BEGIN ENTRIES SUPPLIED

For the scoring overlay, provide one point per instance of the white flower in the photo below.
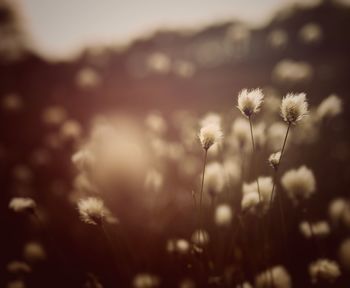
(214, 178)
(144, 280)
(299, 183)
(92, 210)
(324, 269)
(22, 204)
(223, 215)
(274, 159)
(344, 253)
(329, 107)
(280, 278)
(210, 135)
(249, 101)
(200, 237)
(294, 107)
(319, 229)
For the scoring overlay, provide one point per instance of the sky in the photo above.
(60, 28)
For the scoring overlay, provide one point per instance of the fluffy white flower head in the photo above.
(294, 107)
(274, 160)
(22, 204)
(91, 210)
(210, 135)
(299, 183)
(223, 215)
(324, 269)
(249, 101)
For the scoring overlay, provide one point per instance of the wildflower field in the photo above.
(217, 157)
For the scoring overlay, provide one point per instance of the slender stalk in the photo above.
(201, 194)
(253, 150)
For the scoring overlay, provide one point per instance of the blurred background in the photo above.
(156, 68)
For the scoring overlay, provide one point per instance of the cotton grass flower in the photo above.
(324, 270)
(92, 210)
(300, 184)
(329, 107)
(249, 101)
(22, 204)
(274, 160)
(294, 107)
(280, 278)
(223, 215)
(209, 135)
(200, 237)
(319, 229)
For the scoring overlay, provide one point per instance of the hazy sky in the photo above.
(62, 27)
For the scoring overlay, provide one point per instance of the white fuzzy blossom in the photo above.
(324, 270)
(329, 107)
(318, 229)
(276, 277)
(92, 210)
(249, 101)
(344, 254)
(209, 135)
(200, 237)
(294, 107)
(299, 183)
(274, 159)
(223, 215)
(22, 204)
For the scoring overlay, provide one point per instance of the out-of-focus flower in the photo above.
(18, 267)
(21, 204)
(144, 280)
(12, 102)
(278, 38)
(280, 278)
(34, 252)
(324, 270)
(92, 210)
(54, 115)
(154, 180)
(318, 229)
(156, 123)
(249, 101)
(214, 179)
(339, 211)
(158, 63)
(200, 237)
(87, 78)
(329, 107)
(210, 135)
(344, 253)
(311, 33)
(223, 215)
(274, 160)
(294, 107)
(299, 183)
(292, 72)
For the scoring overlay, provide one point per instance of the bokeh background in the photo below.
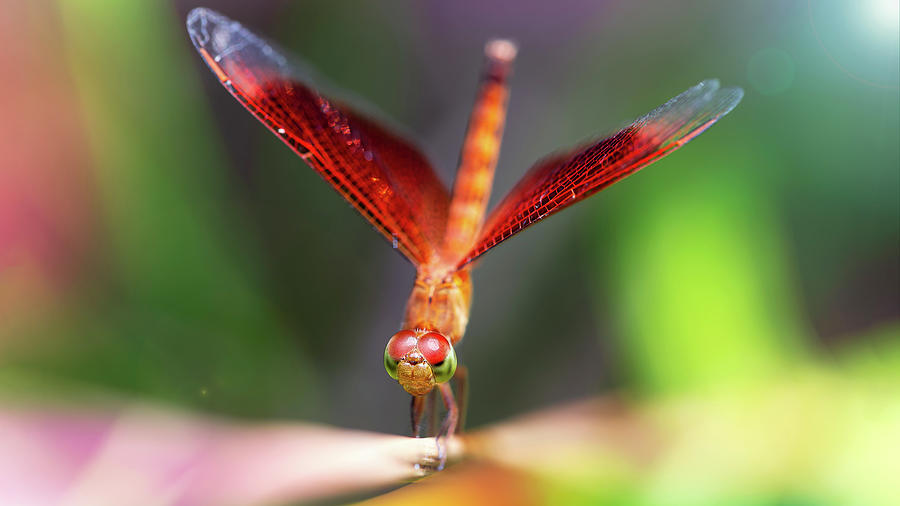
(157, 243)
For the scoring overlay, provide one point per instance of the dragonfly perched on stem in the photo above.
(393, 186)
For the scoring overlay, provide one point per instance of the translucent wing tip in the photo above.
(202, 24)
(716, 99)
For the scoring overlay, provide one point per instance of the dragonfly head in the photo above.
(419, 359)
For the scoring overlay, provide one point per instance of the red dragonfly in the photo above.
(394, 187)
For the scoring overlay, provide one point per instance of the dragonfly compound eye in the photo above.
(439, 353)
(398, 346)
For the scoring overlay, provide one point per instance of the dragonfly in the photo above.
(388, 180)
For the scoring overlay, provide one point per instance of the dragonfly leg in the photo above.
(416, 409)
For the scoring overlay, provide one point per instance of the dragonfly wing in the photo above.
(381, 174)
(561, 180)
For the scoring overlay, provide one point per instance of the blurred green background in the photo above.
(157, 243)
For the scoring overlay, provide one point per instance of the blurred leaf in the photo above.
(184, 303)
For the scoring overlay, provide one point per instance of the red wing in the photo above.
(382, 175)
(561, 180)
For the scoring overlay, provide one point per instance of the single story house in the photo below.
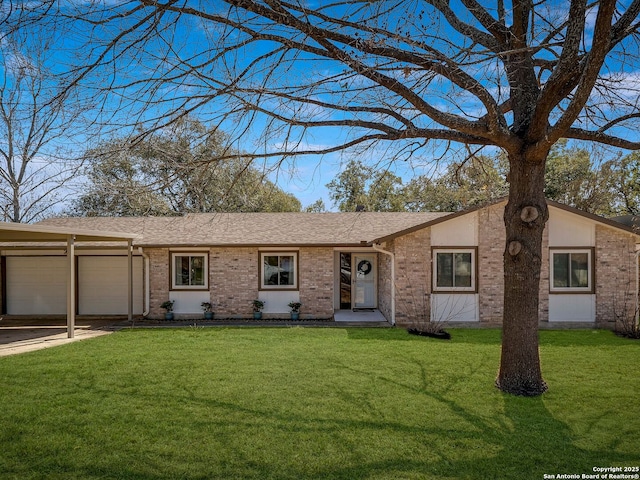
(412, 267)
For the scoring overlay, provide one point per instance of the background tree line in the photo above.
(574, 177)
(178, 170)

END ENTRIES SUPPLIED

Every record, from top to bottom, gets written out exactly; no picture goes into the copy.

For the scoring overlay, provide one point per instance of the white flower in the photo below.
(214, 178)
(144, 280)
(299, 183)
(92, 210)
(324, 269)
(22, 204)
(223, 215)
(274, 159)
(344, 253)
(329, 107)
(280, 278)
(210, 135)
(249, 101)
(200, 237)
(294, 107)
(319, 229)
For the scoring overlay, provide one point per instance of the sky in the photo above.
(60, 28)
For the scoring overlay, provide one point per instance of the fluffy white flower head in the photo above.
(294, 107)
(274, 160)
(22, 204)
(91, 210)
(210, 135)
(299, 183)
(223, 215)
(324, 269)
(249, 101)
For the scoring overlay, provide one point per instance of the wildflower field in the photo above.
(217, 157)
For the scoring overlay, provide one point per instance of the slender stalk in the photo above.
(201, 194)
(253, 150)
For the scoring overlay, provide one point per instance of the blurred background in the photo above.
(156, 68)
For the scoring overlay, provide one point per instance of the cotton grass flower in the photo above.
(324, 270)
(92, 210)
(300, 184)
(329, 107)
(249, 101)
(22, 204)
(274, 160)
(294, 107)
(280, 278)
(223, 215)
(209, 135)
(200, 237)
(319, 229)
For the scoring overlay, provide one point per instance of the hazy sky in the photo above.
(62, 27)
For the scoring overlay, provide one point per instance of the white fuzzy blossom in the photo above.
(324, 270)
(329, 107)
(318, 229)
(276, 277)
(92, 210)
(249, 101)
(344, 254)
(209, 135)
(200, 237)
(294, 107)
(299, 183)
(274, 159)
(223, 215)
(22, 204)
For the scoring overlay, provide one point per instance of the out-of-focus flower in the photo above.
(18, 267)
(21, 204)
(144, 280)
(12, 102)
(278, 38)
(280, 278)
(34, 252)
(324, 270)
(92, 210)
(54, 115)
(154, 180)
(318, 229)
(156, 123)
(249, 101)
(214, 179)
(339, 211)
(158, 63)
(200, 237)
(87, 78)
(329, 107)
(210, 135)
(344, 253)
(311, 33)
(223, 215)
(274, 160)
(294, 107)
(299, 183)
(292, 72)
For the scoring overlay, provide one point per instance of the bokeh background in the photo below.
(157, 243)
For the scoring overlay, provide one point per instance of the dragonfly perched on stem in the photo above.
(393, 186)
For the scoring overlay, provide one point per instance of the translucent wing tip in the photo above.
(202, 24)
(716, 99)
For the scoring overlay, provide one point per instance of the dragonfly head in the photo above.
(419, 359)
For the scoring overlay, provide one point per instance of the red dragonfly in the photo above.
(394, 187)
For the scoring overlay, provide one point per instance of the dragonfly compound eye in the photo above.
(439, 353)
(398, 346)
For the scoring overlay, provide one point per instance of the dragonfly in the photo above.
(388, 180)
For the scoring overlay, provide one point per instance of the dragonfly leg in the photo above.
(416, 409)
For the scoring overlay, provide one point per instance of the dragonfly wing in the photo above.
(381, 174)
(561, 180)
For the scoring overlay, provide one point per instance of the blurred green background in the photo above.
(157, 243)
For the scoring overlay, provide one point per instance of the blurred leaf in the photo above.
(184, 303)
For the scoring overlay, provide one point per instance of the red wing in the photo above.
(382, 175)
(561, 180)
For the scoring overlay, provide one point per instance of the single story house in the photo below.
(412, 267)
For the scoring overlay, provide one point per instance of the background tree line in the photo above.
(574, 177)
(178, 170)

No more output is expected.